Samira, a gata, aquela que eu cismei que trazia presságios em tempos de vacas magras, apresentou minha janela para um conhecido. Ele é ruivo, muito mais arisco do que Samira ( que nessas alturas do campeonato já me deixa acariciá-la, mas continua sem entrar em minha casa) sendo que não posso fazer menção de nenhum movimento mais próximo que ele sai correndo. No entanto, ela o trouxe, eu vi. E agora se encontram na minha janela. Acham que dividem o leite, ou talvez não, talvez houvesse uma conspiração cósmica para que eu dobrasse os potinhos de margarina. Yossef, este é seu nome, é um gato askenazi, israelense, judeu. Depois de estudar com olhos muito atentos a desenvoltura de Samira no parapeito da janela resolveu dar uma passo adiante, e, ao contrário dela que faz carinho, come e vai embora, ele não faz menção de afeto explicito: se farta de leite exatamente como ela mas dorme na janela. Não vai embora. Deita no parapeito e descansa olhando para dentro, medindo cada movimento meu. Emana longas piscadas do seus olhos e ressona sossegado e atento. Um guardião.
Quando Yossef chegou pelas patas de Samira pensei que deveria assumir também a presença dele. Afinal ele não é um gato qualquer, é um gato grato, que me doa companhia. Ainda com uma certa intuição de que Samira era um recado benfazejo achei que dois gatos, então, era recado duplo. E era mesmo.
Ganhei, através de um doador amigo que me inscreveu numa ONG, duas cestas básicas por mês além do passe livre para o ônibus. Essa semana vi a cesta básica entrar, e, havia tanto leite nela, além de queijo cottage, manteigas, kashe, champignon, azeitona, milho, uma quantidade absurda de maça, pêssego,kiwi, cenoura, geléia de morango, atum, bolacha, batata, enfim, a lista é grande, e nada do que vem dentro dela é passível de se comparar com uma cesta básica brasileira. Só a farinha, talvez.

# TAREFA A REALIZAR
Copie o trecho do texto sobre os gatos que começa em "Quando Yossef chegou" e segue até "E era mesmo.", substituindo "recado" por "sinal".

# EXTRATOS DE DADOS
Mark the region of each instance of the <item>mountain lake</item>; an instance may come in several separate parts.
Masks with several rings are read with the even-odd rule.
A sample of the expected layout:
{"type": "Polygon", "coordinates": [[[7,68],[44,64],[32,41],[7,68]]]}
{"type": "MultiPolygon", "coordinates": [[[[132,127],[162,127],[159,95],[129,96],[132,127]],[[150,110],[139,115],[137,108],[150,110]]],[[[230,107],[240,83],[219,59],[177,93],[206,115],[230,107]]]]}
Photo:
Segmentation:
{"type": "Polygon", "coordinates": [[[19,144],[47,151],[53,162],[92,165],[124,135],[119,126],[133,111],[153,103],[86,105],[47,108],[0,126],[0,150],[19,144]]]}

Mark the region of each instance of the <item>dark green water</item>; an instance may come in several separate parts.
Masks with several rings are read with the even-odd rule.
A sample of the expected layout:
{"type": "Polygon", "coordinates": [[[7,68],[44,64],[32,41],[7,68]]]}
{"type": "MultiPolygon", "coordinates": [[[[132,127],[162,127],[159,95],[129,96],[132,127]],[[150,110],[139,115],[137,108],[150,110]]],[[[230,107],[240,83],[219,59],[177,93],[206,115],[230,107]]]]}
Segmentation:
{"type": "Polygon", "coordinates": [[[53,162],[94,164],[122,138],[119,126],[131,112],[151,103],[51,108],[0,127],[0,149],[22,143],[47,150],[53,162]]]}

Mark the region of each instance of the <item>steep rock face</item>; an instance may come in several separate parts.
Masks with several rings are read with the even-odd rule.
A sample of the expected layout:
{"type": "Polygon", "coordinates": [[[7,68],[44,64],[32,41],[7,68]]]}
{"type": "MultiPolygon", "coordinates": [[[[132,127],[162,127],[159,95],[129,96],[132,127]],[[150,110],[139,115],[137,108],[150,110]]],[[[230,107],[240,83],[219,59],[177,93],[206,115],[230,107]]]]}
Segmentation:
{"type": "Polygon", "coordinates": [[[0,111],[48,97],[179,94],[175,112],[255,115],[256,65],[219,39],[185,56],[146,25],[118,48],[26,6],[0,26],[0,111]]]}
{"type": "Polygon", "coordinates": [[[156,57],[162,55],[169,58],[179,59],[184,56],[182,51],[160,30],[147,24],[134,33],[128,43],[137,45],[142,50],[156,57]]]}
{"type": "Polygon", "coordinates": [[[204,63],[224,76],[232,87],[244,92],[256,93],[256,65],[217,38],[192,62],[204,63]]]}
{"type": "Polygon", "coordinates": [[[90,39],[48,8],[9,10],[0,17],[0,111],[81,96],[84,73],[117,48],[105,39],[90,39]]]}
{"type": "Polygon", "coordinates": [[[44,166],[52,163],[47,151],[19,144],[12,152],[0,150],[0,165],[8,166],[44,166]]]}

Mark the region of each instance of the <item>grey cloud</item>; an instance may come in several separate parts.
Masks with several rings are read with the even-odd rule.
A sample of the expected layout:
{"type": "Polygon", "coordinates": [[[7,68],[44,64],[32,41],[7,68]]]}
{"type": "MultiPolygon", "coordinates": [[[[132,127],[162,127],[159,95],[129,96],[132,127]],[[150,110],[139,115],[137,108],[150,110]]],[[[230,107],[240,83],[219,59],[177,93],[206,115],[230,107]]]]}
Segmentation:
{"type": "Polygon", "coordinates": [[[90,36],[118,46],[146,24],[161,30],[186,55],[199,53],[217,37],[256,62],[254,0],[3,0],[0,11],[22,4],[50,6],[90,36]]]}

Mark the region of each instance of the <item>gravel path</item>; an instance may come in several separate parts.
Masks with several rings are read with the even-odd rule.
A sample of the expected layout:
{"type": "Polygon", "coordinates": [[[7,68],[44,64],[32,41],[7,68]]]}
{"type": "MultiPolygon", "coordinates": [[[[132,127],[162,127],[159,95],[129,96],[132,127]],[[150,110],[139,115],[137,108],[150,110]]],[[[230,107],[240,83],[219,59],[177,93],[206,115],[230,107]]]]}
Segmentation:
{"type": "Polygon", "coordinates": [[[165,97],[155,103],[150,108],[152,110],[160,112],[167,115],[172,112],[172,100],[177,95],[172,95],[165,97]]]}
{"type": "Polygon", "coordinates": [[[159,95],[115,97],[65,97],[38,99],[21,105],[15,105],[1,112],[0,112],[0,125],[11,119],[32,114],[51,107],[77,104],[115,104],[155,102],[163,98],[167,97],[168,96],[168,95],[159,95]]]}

# SOLUÇÃO DO PROBLEMA
Quando Yossef chegou pelas patas de Samira pensei que deveria assumir também a presença dele. Afinal ele não é um gato qualquer, é um gato grato, que me doa companhia. Ainda com uma certa intuição de que Samira era um sinal benfazejo achei que dois gatos, então, era sinal duplo. E era mesmo.